* **Required actions**
A. According to the Noel Croucher article, which trading firm did Croucher join in 1911?
B. Reproduce the part of the Noel Croucher article that opens with the words containing "Croucher joined the" and closes with "World War II.".
C. Carry on the Noel Croucher article from the point where the text stops.
═════ Source passage
- Born: 24 December 1891 Eastleigh, Hampshire, England
- Died: 6 March 1980 (aged 88)
- Occupation(s): businessman philanthropist
- Spouse: Simmonne Croucher
- Children: 1

= Noel Croucher =

British businessman and philanthropist

Noel Croucher (24 December 1891 – 6 March 1980) was a British businessman and philanthropist who served as chairman of the Hong Kong Stock Exchange and was on the board of directors for Green Island Cement and The Hong Kong and China Gas Company. He established an academic charity, the Croucher Foundation, the year before his death.

== Biography ==
Croucher was born on 24 December 1891 in Eastleigh, Hampshire. In 1905 he moved to British Hong Kong with his mother, stepfather, and siblings.

At the age of fifteen he began working as a clerk in the Hong Kong Post Office. He caught the attention of Sir Catchick Paul Chater, who helped him start out in business. In 1911 he joined the trading firm Tomes & Company. After four years in trading he moved to a brokerage firm called Benjamin & Potts.

Croucher joined the Hong Kong Volunteer Defense Corps and was made an officer at the beginning of World War I. He was sent to the British-leased territory of Weihaiwei in China as a recruiter for the Chinese Labour Corps, to help on the Western Front. He was later stationed in France where he met his future wife, Simonne. They married in London in 1924. In 1925 they had a son, Richard Roderic Croucher, who was born in Hong Kong. Croucher and his wife later separated, and she moved back to London during World War II.
══════════
═════ Source information
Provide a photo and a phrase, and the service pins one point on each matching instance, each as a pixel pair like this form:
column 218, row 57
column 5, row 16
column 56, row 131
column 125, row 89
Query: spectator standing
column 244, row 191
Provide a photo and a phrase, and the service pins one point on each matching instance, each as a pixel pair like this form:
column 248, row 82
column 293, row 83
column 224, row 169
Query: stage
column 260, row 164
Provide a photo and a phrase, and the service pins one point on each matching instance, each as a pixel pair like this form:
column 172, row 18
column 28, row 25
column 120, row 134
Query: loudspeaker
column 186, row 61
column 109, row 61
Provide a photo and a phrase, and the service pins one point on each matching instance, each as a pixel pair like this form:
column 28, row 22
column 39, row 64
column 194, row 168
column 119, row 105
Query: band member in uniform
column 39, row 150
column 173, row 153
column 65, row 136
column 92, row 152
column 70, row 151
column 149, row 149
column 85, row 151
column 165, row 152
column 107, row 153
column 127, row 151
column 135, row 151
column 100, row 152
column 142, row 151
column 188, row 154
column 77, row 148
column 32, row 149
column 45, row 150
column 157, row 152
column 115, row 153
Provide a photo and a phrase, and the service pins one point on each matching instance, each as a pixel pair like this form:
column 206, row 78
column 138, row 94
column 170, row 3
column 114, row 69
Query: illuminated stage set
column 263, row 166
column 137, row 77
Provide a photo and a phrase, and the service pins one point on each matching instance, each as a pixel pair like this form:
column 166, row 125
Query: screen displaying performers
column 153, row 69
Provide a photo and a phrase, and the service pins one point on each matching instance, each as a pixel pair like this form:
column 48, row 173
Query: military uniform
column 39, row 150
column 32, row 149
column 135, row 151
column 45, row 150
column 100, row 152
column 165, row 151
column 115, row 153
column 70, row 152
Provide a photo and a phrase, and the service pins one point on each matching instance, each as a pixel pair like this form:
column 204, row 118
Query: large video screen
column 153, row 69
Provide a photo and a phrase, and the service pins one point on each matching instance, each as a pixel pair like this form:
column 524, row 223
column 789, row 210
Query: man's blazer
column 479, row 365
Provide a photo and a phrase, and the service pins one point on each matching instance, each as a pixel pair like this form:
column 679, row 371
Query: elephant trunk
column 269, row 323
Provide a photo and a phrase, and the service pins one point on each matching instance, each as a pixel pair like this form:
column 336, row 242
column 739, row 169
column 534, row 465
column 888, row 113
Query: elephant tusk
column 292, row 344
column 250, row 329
══════════
* **Answers per task**
A. Tomes & Company

B.
Croucher joined the Hong Kong Volunteer Defense Corps and was made an officer at the beginning of World War I. He was sent to the British-leased territory of Weihaiwei in China as a recruiter for the Chinese Labour Corps, to help on the Western Front. He was later stationed in France where he met his future wife, Simonne. They married in London in 1924. In 1925 they had a son, Richard Roderic Croucher, who was born in Hong Kong. Croucher and his wife later separated, and she moved back to London during World War II.

C.
In the 1935 he established Croucher & Company and obtained a seat on the board of the Hong Kong Stock Exchange. He served on the board of directors of Green Island Cement and The Hong Kong and China Gas Company.

He was appointed Vice Commodore of the Royal Hong Kong Yacht Club in 1937.

During the Japanese occupation of Hong Kong, Croucher was interned in a prison camp. While imprisoned, his wealth stayed intact and, upon his release, he was considered one of "the richest white men East of Suez". He played an important role in the restoration of the Royal Hong Kong Yacht Club and the Hong Kong Stock Exchange. He was appointed as chairman of the stock exchange in 1947.

He was a patron of the Sandy Bay Children's Hospital.

In 1979 Croucher created the Croucher Foundation, an academic charity funding educational programs for natural science, technology, and medicine in Hong Kong. Alexander Todd, Baron Todd was appointed as the founding President of the foundation. When Croucher died in 1980, he left a large endowment to the foundation.